- **Texto de partida**:
▶

“La frágil piel del mundo”. Jean-Luc Nancy

Texto de Jordi Massó

A comienzos de los años 80 del pasado siglo, Jean-Luc Nancy empezó a denunciar lo que
él llamó “la nostalgia por la comunidad verdadera”. Ese sentimiento iba de la mano de
otro, el miedo a que las formas comunitarias vigentes –políticas, religiosas, familiares, etc.–
no fuesen sino construcciones artificiales responsables de que hubiese quedado en el olvido
esa otra comunidad, la auténtica, una comunidad autofundada y autogenerada. En otras
palabras, el ser humano contemporáneo, aislado y huérfano, necesitaba reencontrarse con
ese espacio originario, mítico, de donde procedería en último término su identidad.
Nancy entendió este movimiento como una búsqueda falsa de un espacio común, y ello
porque esa comunidad de donde todo surgió nunca existió, no fue real, como sí lo ha sido
en cambio su principal efecto: la construcción de comunidades identitarias, excluyentes y
enfrentadas entre sí. Pero junto a la denuncia de esto pensamiento “comunitaristas”, el
filósofo propuso pensar de otra manera lo común, fuera ya de cualquier forma de
comunidad.
De ahí el protagonismo que ese término tuviese en su obra, al igual que ese otro con el que
también se identifica su pensamiento, el “con” (avec). “Con, como categoría simple, se
encuentra casi siempre postergada a la externalidad y la accidentalidad por nosotros
mismos: estoy con ustedes en esta sala, como consecuencia de varias circunstancias, como
los automóviles están los unos con los otros en un estacionamiento. Es la yuxtaposición, la
proximidad espacial, a lo sumo, la correlación. Sin embargo, también estamos dispuestos a
rebatir que nuestra presencia en conjunto en esta sala no es pura yuxtaposición. No somos,
por así decirlo, una multitud en una plataforma de tren. Tenemos razones comunes para
estar aquí juntos”.

◀

- **Extractos de registros**:
▶

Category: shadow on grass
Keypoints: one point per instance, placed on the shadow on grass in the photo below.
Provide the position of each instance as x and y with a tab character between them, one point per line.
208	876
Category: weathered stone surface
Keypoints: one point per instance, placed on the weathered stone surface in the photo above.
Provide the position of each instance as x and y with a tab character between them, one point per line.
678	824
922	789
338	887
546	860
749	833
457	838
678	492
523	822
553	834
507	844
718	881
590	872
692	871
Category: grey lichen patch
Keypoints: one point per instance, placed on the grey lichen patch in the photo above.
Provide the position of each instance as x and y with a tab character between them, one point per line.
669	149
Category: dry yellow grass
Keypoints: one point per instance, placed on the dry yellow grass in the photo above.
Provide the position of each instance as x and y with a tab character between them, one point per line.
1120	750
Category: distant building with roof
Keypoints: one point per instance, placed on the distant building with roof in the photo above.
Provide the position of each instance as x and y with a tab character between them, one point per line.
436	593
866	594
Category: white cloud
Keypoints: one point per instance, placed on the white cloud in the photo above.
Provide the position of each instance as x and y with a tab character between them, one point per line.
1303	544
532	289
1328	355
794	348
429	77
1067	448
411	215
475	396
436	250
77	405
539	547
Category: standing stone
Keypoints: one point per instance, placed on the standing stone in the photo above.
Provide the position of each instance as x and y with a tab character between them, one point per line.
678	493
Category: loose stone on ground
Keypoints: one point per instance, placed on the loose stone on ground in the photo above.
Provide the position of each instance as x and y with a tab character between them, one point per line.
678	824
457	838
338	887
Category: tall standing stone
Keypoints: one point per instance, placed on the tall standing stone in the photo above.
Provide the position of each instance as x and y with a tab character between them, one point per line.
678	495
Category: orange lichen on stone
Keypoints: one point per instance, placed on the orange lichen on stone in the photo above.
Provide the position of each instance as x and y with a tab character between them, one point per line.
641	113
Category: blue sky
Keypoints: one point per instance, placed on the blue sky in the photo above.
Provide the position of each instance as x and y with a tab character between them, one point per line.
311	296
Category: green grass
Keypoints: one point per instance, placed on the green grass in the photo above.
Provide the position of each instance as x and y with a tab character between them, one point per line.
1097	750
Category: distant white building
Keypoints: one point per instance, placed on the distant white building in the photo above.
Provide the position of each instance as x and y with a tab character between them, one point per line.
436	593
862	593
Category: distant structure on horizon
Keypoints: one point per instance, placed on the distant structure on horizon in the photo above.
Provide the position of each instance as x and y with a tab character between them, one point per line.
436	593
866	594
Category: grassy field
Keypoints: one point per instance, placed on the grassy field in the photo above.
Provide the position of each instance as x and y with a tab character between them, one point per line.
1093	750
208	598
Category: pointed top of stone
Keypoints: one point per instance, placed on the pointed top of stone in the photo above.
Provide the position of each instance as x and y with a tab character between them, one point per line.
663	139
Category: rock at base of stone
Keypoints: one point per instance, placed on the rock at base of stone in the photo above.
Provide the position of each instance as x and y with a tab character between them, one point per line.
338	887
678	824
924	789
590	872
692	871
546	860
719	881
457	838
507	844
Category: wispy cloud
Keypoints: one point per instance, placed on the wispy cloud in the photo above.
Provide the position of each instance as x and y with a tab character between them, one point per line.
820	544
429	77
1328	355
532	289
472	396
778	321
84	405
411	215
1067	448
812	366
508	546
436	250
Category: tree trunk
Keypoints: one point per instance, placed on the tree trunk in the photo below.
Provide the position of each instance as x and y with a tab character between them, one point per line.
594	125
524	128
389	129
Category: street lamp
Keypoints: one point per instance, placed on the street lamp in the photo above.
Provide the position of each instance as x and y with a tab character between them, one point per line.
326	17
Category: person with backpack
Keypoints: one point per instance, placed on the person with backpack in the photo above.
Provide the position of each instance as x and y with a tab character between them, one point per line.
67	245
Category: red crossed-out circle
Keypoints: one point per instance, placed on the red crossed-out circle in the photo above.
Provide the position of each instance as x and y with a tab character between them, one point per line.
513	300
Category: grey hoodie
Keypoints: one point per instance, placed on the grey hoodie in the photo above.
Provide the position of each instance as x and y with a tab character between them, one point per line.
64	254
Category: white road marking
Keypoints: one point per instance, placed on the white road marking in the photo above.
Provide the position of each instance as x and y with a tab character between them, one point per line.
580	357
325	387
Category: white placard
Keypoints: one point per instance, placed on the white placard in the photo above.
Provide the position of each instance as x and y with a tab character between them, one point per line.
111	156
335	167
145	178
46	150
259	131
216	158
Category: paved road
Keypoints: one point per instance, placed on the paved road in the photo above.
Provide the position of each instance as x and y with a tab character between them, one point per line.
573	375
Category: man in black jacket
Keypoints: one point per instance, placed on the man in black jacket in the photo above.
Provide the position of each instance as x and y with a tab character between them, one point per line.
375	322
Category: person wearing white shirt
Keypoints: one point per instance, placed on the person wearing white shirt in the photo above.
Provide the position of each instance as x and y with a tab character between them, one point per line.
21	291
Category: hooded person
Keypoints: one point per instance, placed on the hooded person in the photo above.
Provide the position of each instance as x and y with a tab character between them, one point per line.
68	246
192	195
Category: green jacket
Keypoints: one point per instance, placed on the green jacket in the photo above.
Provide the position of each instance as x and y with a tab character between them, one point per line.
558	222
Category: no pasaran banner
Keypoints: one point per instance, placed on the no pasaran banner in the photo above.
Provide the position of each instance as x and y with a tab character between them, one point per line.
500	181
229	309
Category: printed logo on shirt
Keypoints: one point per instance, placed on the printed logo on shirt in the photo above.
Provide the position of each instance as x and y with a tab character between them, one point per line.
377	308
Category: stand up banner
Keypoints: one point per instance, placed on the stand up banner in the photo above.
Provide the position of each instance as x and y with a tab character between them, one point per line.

◀

- **Indicación**: Devuelve sin cambios el trozo del texto sobre Jean-Luc Nancy que empieza en las palabras "Texto de Jordi" y termina justo después de "término su identidad.".

- **Resultado**:
Texto de Jordi Massó

A comienzos de los años 80 del pasado siglo, Jean-Luc Nancy empezó a denunciar lo que
él llamó “la nostalgia por la comunidad verdadera”. Ese sentimiento iba de la mano de
otro, el miedo a que las formas comunitarias vigentes –políticas, religiosas, familiares, etc.–
no fuesen sino construcciones artificiales responsables de que hubiese quedado en el olvido
esa otra comunidad, la auténtica, una comunidad autofundada y autogenerada. En otras
palabras, el ser humano contemporáneo, aislado y huérfano, necesitaba reencontrarse con
ese espacio originario, mítico, de donde procedería en último término su identidad.